What needs to be done: Select every line in the items below that contains the word "white", and copy each of those lines in full.

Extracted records

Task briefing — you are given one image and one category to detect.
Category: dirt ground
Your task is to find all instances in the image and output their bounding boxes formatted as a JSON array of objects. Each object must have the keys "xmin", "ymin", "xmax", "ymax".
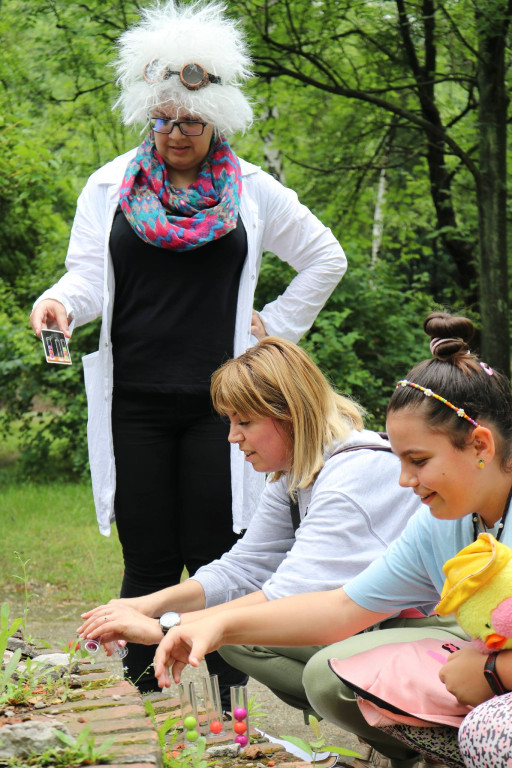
[{"xmin": 2, "ymin": 596, "xmax": 359, "ymax": 751}]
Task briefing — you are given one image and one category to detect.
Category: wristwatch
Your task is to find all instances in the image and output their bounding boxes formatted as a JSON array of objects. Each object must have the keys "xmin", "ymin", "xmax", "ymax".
[
  {"xmin": 484, "ymin": 651, "xmax": 510, "ymax": 696},
  {"xmin": 158, "ymin": 611, "xmax": 181, "ymax": 635}
]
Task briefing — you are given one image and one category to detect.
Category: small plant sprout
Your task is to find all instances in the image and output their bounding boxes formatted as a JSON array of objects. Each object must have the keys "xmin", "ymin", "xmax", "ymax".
[
  {"xmin": 247, "ymin": 696, "xmax": 268, "ymax": 730},
  {"xmin": 281, "ymin": 715, "xmax": 362, "ymax": 765},
  {"xmin": 54, "ymin": 725, "xmax": 115, "ymax": 765},
  {"xmin": 13, "ymin": 551, "xmax": 33, "ymax": 642}
]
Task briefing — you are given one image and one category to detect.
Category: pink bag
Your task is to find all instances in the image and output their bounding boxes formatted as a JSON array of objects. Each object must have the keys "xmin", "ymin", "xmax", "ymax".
[{"xmin": 329, "ymin": 638, "xmax": 472, "ymax": 727}]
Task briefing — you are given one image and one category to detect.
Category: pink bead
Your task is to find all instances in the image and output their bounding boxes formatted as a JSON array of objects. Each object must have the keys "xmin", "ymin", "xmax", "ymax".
[{"xmin": 210, "ymin": 720, "xmax": 223, "ymax": 733}]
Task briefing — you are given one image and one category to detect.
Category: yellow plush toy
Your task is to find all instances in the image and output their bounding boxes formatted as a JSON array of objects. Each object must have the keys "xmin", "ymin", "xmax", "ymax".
[{"xmin": 436, "ymin": 533, "xmax": 512, "ymax": 653}]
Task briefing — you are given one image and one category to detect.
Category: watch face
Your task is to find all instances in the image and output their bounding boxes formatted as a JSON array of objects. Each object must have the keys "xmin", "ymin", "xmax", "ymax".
[{"xmin": 163, "ymin": 611, "xmax": 180, "ymax": 629}]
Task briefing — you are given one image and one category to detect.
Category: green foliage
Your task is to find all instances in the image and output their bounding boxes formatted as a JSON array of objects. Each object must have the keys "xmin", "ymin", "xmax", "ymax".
[
  {"xmin": 247, "ymin": 696, "xmax": 268, "ymax": 736},
  {"xmin": 144, "ymin": 698, "xmax": 215, "ymax": 768},
  {"xmin": 0, "ymin": 482, "xmax": 123, "ymax": 608},
  {"xmin": 281, "ymin": 715, "xmax": 361, "ymax": 765},
  {"xmin": 0, "ymin": 0, "xmax": 510, "ymax": 480},
  {"xmin": 49, "ymin": 725, "xmax": 115, "ymax": 765},
  {"xmin": 0, "ymin": 603, "xmax": 21, "ymax": 706}
]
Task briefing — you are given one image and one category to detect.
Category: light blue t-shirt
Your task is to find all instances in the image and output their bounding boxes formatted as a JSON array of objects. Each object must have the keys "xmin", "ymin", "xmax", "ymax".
[{"xmin": 344, "ymin": 507, "xmax": 512, "ymax": 614}]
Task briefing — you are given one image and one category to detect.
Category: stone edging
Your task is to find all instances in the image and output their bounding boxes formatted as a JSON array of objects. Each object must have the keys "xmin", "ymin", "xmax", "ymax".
[{"xmin": 2, "ymin": 665, "xmax": 318, "ymax": 768}]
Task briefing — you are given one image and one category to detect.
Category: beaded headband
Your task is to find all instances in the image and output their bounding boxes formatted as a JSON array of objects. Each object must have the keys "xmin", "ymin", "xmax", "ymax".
[{"xmin": 396, "ymin": 379, "xmax": 480, "ymax": 427}]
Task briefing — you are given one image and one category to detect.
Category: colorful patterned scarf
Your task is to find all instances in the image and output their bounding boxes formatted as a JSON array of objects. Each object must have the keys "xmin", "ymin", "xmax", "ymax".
[{"xmin": 119, "ymin": 135, "xmax": 242, "ymax": 251}]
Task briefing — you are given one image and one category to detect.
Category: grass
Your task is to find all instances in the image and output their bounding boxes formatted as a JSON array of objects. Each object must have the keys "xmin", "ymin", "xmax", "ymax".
[{"xmin": 0, "ymin": 482, "xmax": 123, "ymax": 608}]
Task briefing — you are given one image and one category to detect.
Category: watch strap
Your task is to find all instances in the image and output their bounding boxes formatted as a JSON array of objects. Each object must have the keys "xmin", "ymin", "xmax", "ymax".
[
  {"xmin": 484, "ymin": 651, "xmax": 510, "ymax": 696},
  {"xmin": 158, "ymin": 613, "xmax": 181, "ymax": 637}
]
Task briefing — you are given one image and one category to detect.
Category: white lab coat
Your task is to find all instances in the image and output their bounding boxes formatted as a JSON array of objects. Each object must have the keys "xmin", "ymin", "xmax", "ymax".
[{"xmin": 35, "ymin": 150, "xmax": 347, "ymax": 536}]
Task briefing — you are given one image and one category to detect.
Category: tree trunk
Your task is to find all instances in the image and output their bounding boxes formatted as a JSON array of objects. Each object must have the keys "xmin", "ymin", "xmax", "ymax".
[{"xmin": 477, "ymin": 3, "xmax": 510, "ymax": 376}]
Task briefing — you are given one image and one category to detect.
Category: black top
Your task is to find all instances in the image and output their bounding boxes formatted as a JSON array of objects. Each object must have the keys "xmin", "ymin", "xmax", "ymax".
[{"xmin": 110, "ymin": 208, "xmax": 247, "ymax": 393}]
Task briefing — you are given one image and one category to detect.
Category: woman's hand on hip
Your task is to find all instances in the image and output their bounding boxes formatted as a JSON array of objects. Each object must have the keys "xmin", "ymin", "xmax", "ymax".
[
  {"xmin": 251, "ymin": 309, "xmax": 268, "ymax": 341},
  {"xmin": 30, "ymin": 299, "xmax": 71, "ymax": 339},
  {"xmin": 77, "ymin": 600, "xmax": 162, "ymax": 645}
]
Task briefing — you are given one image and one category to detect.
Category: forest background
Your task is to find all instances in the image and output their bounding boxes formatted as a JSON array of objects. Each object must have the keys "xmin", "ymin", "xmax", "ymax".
[{"xmin": 0, "ymin": 0, "xmax": 512, "ymax": 481}]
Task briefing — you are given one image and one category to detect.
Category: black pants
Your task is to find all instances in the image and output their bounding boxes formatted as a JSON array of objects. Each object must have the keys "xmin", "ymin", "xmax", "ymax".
[{"xmin": 112, "ymin": 390, "xmax": 247, "ymax": 709}]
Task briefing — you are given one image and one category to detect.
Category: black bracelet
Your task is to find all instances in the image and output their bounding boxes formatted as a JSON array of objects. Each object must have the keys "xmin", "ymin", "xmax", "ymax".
[{"xmin": 484, "ymin": 651, "xmax": 510, "ymax": 696}]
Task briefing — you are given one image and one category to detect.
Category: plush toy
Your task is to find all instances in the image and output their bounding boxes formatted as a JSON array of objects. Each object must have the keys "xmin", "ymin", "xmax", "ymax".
[{"xmin": 436, "ymin": 533, "xmax": 512, "ymax": 653}]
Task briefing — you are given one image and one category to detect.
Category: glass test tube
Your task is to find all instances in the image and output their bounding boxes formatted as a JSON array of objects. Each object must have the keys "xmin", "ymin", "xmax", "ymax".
[
  {"xmin": 231, "ymin": 685, "xmax": 249, "ymax": 749},
  {"xmin": 84, "ymin": 637, "xmax": 128, "ymax": 659},
  {"xmin": 203, "ymin": 675, "xmax": 224, "ymax": 736},
  {"xmin": 178, "ymin": 681, "xmax": 199, "ymax": 744}
]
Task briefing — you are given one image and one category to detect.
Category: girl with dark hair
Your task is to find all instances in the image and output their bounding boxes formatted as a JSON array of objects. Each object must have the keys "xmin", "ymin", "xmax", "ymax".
[{"xmin": 155, "ymin": 313, "xmax": 512, "ymax": 768}]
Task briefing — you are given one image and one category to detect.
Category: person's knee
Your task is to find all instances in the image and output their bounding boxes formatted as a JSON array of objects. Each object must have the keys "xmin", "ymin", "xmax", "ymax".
[{"xmin": 302, "ymin": 649, "xmax": 353, "ymax": 722}]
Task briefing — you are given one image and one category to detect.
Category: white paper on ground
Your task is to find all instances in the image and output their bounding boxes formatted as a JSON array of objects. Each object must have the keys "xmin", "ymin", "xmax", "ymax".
[{"xmin": 256, "ymin": 728, "xmax": 331, "ymax": 763}]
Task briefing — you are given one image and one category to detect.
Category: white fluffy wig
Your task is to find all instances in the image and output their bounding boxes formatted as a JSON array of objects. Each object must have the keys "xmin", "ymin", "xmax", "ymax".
[{"xmin": 115, "ymin": 0, "xmax": 252, "ymax": 135}]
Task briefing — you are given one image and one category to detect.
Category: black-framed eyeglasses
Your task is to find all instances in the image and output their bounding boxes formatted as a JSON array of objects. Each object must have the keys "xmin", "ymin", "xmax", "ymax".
[{"xmin": 149, "ymin": 116, "xmax": 208, "ymax": 136}]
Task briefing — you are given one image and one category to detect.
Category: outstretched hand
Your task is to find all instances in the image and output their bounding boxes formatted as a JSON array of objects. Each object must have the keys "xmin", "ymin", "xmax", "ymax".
[
  {"xmin": 439, "ymin": 647, "xmax": 493, "ymax": 707},
  {"xmin": 30, "ymin": 299, "xmax": 71, "ymax": 339},
  {"xmin": 154, "ymin": 614, "xmax": 223, "ymax": 688},
  {"xmin": 77, "ymin": 600, "xmax": 162, "ymax": 645}
]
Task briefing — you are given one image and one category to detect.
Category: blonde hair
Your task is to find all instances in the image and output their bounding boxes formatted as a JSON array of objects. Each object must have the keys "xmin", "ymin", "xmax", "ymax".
[
  {"xmin": 115, "ymin": 0, "xmax": 252, "ymax": 135},
  {"xmin": 211, "ymin": 336, "xmax": 363, "ymax": 496}
]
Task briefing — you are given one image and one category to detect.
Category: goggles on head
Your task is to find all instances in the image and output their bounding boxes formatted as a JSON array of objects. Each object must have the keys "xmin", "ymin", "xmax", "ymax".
[{"xmin": 142, "ymin": 59, "xmax": 222, "ymax": 91}]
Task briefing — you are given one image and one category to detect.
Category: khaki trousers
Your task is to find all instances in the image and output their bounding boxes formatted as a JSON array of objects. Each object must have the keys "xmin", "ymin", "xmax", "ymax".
[{"xmin": 220, "ymin": 616, "xmax": 467, "ymax": 768}]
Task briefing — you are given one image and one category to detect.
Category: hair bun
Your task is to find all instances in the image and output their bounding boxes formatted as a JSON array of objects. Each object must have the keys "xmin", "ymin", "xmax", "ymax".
[{"xmin": 423, "ymin": 312, "xmax": 475, "ymax": 360}]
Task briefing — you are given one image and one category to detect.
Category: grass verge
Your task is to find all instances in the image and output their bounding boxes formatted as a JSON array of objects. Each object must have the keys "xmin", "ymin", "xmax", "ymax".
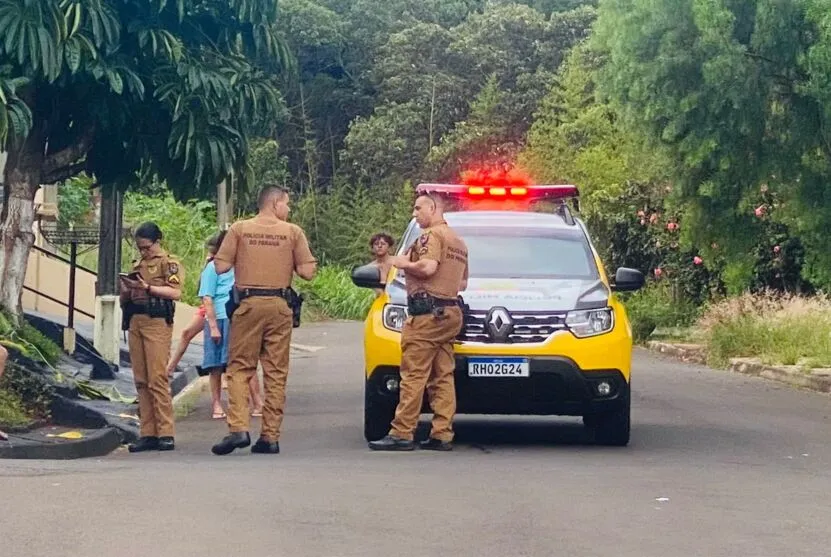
[
  {"xmin": 697, "ymin": 293, "xmax": 831, "ymax": 368},
  {"xmin": 295, "ymin": 265, "xmax": 375, "ymax": 321},
  {"xmin": 0, "ymin": 388, "xmax": 32, "ymax": 429},
  {"xmin": 0, "ymin": 313, "xmax": 61, "ymax": 427}
]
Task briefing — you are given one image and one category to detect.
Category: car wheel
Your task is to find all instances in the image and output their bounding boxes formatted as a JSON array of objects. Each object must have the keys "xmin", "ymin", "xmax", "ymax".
[
  {"xmin": 584, "ymin": 400, "xmax": 631, "ymax": 447},
  {"xmin": 364, "ymin": 382, "xmax": 395, "ymax": 441}
]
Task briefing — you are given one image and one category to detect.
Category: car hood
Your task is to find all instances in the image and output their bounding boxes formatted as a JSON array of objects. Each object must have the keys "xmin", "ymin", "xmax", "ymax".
[{"xmin": 388, "ymin": 277, "xmax": 609, "ymax": 311}]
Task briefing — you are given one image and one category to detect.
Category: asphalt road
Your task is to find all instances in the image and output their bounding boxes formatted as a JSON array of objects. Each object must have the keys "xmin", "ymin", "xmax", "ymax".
[{"xmin": 0, "ymin": 323, "xmax": 831, "ymax": 557}]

Reply:
Category: white lab coat
Category: white paper on ground
Category: white fluffy wig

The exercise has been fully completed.